* Short problem *
Reproduce all of the data below character for character, omitting the pictures.

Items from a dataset
<<<<

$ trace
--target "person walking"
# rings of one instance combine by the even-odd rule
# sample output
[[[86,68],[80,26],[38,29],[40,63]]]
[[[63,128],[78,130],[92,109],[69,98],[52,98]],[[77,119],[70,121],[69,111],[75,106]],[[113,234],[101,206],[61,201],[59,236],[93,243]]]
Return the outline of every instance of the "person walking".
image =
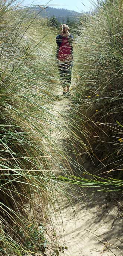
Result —
[[[60,26],[60,33],[56,37],[57,45],[56,58],[57,60],[60,81],[63,88],[63,95],[69,97],[71,83],[71,72],[73,65],[73,36],[69,33],[67,25]]]

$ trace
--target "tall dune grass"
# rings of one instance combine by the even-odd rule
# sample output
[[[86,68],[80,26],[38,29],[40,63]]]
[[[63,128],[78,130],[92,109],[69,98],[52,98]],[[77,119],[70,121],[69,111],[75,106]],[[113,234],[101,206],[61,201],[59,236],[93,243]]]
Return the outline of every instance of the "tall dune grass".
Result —
[[[82,25],[76,40],[71,122],[77,155],[89,157],[93,173],[119,178],[123,172],[123,11],[122,1],[100,1]]]
[[[55,197],[48,132],[59,84],[55,36],[29,7],[0,7],[0,255],[40,255]]]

>>>>

* Task output *
$ trace
--target "person walking"
# rings of one instance combine by the even-odd rule
# sample output
[[[86,68],[80,26],[38,29],[40,63]]]
[[[63,128],[78,130],[92,109],[69,98],[52,98]],[[77,119],[70,121],[69,111],[75,106]],[[113,234],[101,206],[61,201],[59,236],[93,243]]]
Return the outline of every instance of the "person walking".
image =
Result —
[[[60,26],[60,33],[56,37],[57,45],[56,58],[57,60],[60,81],[63,88],[63,95],[69,97],[71,83],[71,72],[73,65],[73,36],[69,33],[67,25]]]

$ trace
--target "tall dune grass"
# rings of one instance combine by the even-odd rule
# sample output
[[[86,68],[80,26],[38,29],[40,63]]]
[[[63,128],[78,130],[92,109],[69,98],[52,98]],[[77,119],[70,121],[69,111],[75,106]],[[113,234],[101,206],[61,201],[59,236],[93,243]]]
Return the outline of every instance of the "tall dune grass".
Result —
[[[82,25],[76,40],[71,122],[77,155],[89,157],[93,173],[119,178],[123,172],[123,11],[122,1],[100,1]]]
[[[55,197],[48,132],[59,84],[55,36],[29,7],[0,7],[0,255],[40,255]]]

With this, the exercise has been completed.